▶ _Task to complete_
Quote the entries below from the line with "Task: indicate each instance of the soccer ball" through the line with "Task: indicate each instance of the blurred spectator", both ends included, and only those lines.

▶ _Entries shown_
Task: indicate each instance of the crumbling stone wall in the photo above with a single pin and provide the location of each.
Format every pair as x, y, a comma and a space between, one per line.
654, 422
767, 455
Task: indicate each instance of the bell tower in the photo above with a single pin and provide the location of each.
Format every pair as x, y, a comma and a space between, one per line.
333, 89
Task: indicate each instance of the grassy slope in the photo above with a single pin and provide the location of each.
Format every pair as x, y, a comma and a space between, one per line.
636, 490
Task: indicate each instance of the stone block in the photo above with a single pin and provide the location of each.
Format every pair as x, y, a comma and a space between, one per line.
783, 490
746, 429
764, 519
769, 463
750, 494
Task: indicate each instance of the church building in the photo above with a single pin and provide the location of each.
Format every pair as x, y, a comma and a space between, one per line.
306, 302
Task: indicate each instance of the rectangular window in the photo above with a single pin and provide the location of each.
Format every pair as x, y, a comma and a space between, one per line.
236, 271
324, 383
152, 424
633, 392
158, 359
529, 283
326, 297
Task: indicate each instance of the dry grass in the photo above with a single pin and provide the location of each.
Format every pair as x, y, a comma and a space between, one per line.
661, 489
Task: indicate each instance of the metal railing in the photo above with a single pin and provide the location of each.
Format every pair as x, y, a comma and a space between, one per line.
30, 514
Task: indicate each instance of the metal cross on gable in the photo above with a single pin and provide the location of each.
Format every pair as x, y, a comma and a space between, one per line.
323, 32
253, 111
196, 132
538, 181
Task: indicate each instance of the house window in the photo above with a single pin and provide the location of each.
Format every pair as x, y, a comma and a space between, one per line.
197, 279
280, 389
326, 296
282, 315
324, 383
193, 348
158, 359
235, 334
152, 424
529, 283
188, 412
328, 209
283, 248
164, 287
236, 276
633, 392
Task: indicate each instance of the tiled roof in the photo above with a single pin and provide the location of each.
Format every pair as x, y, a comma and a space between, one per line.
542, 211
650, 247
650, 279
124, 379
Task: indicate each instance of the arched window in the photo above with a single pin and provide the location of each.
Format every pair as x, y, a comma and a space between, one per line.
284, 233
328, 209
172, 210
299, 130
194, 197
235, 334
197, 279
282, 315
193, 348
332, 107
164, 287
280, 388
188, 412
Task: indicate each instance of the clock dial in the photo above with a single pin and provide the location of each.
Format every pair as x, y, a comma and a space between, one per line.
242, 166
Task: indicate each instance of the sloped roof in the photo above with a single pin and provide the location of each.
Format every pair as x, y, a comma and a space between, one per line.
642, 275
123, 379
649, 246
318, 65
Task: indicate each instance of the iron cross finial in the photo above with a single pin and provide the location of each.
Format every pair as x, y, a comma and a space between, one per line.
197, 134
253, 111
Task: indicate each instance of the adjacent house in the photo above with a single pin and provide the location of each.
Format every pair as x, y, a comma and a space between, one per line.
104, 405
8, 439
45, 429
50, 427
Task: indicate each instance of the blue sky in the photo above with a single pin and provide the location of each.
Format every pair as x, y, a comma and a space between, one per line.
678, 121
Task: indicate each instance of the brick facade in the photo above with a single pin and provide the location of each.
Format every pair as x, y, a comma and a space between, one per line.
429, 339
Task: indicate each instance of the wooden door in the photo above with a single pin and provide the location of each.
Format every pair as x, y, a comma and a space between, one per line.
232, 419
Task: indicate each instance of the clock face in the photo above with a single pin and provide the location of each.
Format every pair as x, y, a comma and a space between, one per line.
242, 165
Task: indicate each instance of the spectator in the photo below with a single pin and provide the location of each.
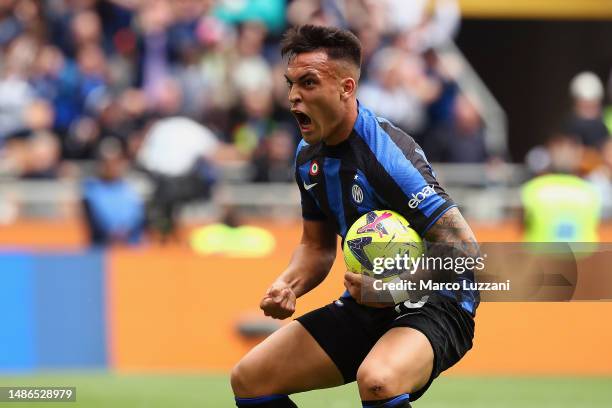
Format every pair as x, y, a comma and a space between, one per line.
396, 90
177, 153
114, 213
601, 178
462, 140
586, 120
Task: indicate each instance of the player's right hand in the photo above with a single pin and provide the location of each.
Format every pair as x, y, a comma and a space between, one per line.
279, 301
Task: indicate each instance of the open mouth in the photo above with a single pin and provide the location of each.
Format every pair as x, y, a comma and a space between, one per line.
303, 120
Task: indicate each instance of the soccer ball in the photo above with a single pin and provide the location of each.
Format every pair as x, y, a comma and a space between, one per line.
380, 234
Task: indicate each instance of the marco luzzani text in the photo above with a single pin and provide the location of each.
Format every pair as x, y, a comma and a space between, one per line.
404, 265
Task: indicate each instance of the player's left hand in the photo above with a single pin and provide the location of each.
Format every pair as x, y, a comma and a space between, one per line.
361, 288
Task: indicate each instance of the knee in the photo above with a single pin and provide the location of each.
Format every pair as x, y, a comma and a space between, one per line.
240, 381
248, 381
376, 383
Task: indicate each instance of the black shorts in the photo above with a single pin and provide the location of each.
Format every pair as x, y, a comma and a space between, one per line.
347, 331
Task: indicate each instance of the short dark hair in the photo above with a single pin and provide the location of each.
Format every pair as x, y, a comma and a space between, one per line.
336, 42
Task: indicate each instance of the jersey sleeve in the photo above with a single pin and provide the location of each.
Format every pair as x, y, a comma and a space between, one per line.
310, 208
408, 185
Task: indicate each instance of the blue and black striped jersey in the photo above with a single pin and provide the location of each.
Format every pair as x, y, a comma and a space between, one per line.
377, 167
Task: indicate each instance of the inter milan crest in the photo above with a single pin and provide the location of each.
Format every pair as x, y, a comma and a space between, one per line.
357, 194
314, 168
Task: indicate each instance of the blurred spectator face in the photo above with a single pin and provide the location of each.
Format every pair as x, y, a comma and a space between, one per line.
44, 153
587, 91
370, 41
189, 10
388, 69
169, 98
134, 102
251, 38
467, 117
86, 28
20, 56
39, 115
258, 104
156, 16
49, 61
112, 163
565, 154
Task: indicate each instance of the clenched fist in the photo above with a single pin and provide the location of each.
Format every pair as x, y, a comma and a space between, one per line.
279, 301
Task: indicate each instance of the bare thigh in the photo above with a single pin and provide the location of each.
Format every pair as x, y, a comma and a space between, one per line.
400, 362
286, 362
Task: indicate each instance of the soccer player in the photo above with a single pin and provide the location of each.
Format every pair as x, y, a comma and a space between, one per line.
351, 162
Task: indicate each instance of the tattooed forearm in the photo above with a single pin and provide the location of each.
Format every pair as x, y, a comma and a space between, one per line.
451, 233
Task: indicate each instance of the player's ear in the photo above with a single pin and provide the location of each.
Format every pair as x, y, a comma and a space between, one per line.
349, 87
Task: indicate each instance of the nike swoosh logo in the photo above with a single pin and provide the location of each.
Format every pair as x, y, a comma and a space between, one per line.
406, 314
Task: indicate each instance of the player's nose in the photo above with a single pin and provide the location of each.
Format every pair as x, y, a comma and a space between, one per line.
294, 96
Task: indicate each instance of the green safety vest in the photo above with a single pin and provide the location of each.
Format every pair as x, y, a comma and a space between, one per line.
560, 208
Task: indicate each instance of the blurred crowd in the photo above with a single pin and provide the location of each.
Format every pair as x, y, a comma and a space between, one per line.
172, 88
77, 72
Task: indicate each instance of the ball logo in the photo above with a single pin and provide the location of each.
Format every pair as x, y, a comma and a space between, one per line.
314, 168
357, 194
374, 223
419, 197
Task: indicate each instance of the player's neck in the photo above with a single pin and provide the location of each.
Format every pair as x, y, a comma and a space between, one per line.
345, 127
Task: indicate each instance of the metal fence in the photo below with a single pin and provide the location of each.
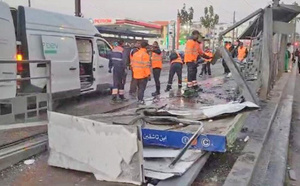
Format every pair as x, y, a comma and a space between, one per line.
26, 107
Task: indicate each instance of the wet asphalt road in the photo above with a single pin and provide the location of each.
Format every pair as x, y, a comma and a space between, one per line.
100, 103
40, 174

* * *

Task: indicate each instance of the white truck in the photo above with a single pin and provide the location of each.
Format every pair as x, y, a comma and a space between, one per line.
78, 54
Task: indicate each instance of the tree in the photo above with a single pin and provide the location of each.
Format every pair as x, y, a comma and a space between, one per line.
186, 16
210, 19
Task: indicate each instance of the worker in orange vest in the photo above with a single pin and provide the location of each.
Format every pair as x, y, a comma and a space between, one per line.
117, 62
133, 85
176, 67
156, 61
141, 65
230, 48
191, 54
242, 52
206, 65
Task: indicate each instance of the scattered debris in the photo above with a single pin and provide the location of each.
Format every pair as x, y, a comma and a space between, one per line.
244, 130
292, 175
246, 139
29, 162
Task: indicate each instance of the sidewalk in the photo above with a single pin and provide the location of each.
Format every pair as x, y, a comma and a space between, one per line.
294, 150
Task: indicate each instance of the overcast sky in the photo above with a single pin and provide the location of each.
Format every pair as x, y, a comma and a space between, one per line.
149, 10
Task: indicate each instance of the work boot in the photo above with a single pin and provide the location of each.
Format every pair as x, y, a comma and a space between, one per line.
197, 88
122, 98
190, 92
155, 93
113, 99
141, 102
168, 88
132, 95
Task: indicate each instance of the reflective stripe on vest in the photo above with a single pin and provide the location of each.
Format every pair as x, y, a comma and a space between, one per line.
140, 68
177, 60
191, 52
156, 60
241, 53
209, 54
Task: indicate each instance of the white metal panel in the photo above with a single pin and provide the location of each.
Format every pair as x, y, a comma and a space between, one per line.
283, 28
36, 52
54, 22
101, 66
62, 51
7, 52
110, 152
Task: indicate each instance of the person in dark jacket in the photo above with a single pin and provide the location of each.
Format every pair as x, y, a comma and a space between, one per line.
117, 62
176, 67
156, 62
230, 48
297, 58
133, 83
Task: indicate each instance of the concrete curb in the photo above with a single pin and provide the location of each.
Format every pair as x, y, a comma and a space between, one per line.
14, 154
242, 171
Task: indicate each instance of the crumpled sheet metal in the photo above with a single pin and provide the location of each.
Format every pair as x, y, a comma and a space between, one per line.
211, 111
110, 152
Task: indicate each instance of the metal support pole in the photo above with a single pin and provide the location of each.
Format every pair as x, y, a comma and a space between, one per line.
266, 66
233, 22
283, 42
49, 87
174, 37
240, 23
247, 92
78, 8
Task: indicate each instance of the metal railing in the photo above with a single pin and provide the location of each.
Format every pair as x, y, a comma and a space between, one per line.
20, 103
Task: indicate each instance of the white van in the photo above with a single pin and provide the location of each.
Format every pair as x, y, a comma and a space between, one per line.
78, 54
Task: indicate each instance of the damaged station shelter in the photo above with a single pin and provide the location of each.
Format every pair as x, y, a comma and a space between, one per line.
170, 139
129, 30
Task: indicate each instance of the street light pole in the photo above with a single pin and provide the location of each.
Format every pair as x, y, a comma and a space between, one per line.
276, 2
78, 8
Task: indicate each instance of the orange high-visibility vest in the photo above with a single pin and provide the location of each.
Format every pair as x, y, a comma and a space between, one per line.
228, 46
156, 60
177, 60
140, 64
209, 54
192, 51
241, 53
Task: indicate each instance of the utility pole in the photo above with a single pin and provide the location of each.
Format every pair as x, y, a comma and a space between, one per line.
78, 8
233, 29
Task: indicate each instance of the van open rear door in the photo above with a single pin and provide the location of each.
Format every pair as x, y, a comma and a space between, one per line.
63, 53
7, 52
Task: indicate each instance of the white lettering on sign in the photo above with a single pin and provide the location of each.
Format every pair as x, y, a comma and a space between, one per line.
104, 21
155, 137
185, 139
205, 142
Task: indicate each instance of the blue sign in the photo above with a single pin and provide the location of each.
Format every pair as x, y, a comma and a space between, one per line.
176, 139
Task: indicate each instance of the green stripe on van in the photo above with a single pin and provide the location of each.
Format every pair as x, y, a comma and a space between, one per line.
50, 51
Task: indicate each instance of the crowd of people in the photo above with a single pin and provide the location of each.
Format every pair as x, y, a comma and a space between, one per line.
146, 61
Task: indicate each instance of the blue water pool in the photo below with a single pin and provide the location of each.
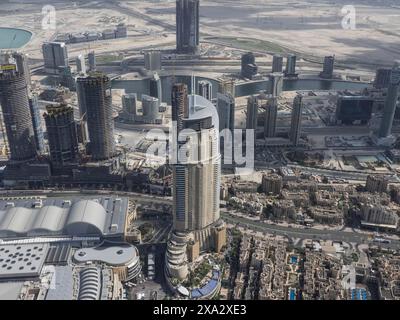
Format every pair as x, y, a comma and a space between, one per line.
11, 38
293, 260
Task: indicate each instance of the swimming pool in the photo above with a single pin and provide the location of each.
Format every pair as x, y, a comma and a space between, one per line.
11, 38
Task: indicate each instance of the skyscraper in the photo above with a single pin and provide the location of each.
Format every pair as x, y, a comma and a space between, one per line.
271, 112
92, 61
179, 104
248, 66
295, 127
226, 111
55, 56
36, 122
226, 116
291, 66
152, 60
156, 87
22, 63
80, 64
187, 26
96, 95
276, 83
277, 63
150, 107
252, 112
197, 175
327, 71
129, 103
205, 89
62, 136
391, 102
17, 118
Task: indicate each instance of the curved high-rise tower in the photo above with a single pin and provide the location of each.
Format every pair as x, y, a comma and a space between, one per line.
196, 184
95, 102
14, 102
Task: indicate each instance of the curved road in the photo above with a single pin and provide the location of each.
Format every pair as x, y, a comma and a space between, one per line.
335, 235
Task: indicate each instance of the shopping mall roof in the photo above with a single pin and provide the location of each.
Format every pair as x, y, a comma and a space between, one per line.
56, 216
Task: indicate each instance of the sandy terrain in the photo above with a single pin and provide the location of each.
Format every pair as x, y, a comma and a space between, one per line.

▶ _Answer to the problem_
Task: indicate each instance of the soccer ball in the photo above with a single pin and provide the location of each.
Format every pair as x, y, a comma and a space between, one per line.
380, 234
Task: indicate each instance of the marco luzzani text in the photo above with a single pin and provide the location of each.
Format every pair as x, y, a comma and a space between, one per line.
404, 265
Task: indicate each instance of the player's left hand in the photo above with a single pin and provide the location of each.
Format every pair as x, y, a comma and a space between, one per line.
361, 288
Task: indicate each instance of the knee in the photo above with a single pin and provide the location of each.
Format every pair as x, y, a comma and a space between, one per line.
240, 381
248, 381
376, 383
Task: indicate each instance of the black shorts in the photo above with a single pin and provide the location of each.
Format every pair as x, y, a comma and a space between, one per line.
347, 331
Task: indicate each instance of the short dark hair in the photo above with a single pin and provide the location of each.
Format every pair as x, y, a comma and a space between, one per line.
336, 42
Task: indicate each instance of the jersey sleeve in the photo above with a single pin and provide the location of each.
Format every pair as x, y, a comma and a space between, one per line.
310, 208
408, 185
Task: indicate each instance of the blue and black striped jersey in the photo above with a single pin and provide the location of each.
Format every pair as x, y, a comma and a space between, one per line.
377, 167
Task: indicate each instance of the inter milan crest in the photo above with a single pin and provide the location of each.
Format every pair as x, y, a comma and a space between, one per line.
357, 194
314, 168
Task: indicate each instance of the blurred spectator face in the photo above with a single pin and provide the location of each.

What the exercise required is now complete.